OBJECTIVE >> Reproduce the lines of the entries below verbatim, starting at the line containing "Please tag every instance of the rocky foreground" and continuing through the final line of the entries, with both ends included.

Location annotation dataset excerpts

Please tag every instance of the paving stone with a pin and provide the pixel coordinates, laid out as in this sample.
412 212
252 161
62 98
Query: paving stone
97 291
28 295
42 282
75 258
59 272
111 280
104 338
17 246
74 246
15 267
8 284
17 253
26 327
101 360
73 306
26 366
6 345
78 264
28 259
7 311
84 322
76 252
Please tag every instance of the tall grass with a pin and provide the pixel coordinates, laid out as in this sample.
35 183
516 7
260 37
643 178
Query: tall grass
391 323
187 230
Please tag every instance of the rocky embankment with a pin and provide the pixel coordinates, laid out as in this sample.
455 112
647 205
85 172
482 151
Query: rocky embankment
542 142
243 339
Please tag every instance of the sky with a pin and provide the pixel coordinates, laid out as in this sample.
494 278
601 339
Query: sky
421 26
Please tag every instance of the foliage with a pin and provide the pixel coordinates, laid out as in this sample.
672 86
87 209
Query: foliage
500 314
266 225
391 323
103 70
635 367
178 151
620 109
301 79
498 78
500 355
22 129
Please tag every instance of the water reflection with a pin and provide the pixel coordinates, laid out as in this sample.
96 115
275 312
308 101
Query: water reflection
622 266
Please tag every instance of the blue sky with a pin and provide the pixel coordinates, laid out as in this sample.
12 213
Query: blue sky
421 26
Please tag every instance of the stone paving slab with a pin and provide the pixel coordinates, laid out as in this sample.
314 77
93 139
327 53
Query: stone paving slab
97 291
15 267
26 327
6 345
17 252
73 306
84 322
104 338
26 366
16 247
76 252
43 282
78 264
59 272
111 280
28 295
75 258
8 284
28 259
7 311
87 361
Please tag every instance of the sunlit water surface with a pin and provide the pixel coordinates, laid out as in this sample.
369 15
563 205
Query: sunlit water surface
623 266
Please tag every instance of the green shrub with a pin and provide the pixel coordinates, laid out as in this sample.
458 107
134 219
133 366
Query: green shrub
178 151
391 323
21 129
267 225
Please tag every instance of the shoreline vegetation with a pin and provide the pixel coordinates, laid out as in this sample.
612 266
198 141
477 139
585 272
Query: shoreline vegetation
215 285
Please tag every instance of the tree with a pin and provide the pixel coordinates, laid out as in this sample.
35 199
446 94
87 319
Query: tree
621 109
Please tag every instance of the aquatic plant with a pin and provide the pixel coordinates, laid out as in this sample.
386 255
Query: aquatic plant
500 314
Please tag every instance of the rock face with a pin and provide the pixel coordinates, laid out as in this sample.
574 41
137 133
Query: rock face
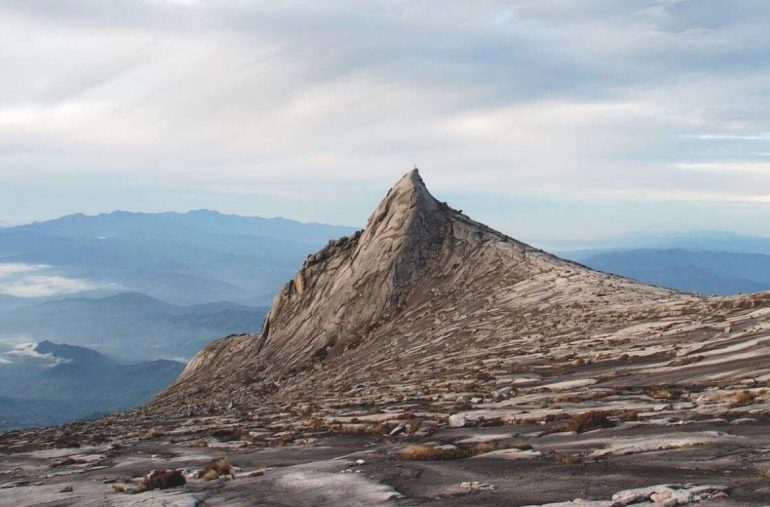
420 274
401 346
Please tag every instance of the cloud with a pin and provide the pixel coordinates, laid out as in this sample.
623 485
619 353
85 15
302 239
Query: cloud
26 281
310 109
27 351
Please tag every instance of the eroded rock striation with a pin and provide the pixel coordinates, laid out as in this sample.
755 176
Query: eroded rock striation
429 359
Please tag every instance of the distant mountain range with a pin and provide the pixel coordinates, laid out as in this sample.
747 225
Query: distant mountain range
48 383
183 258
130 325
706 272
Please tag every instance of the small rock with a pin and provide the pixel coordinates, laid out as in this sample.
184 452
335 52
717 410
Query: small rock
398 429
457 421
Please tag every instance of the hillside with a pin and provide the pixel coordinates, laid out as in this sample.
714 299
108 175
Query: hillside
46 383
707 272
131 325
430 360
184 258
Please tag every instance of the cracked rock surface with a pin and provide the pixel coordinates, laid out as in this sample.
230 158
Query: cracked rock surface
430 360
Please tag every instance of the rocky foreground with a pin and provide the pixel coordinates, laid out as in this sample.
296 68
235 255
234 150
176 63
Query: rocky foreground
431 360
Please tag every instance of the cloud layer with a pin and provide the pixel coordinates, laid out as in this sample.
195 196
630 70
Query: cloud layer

RESULT OF THIS TASK >>
Please tag every instance of the rocky foreground with a pin and provide the pixel coordinates, laid out as in this sample.
296 68
235 255
234 150
176 63
Query: rocky foreground
431 360
Please tag every instance of the cloud layer with a pin and provide the pixel coordinates, laid out as in this sample.
195 196
630 70
Query: cloud layer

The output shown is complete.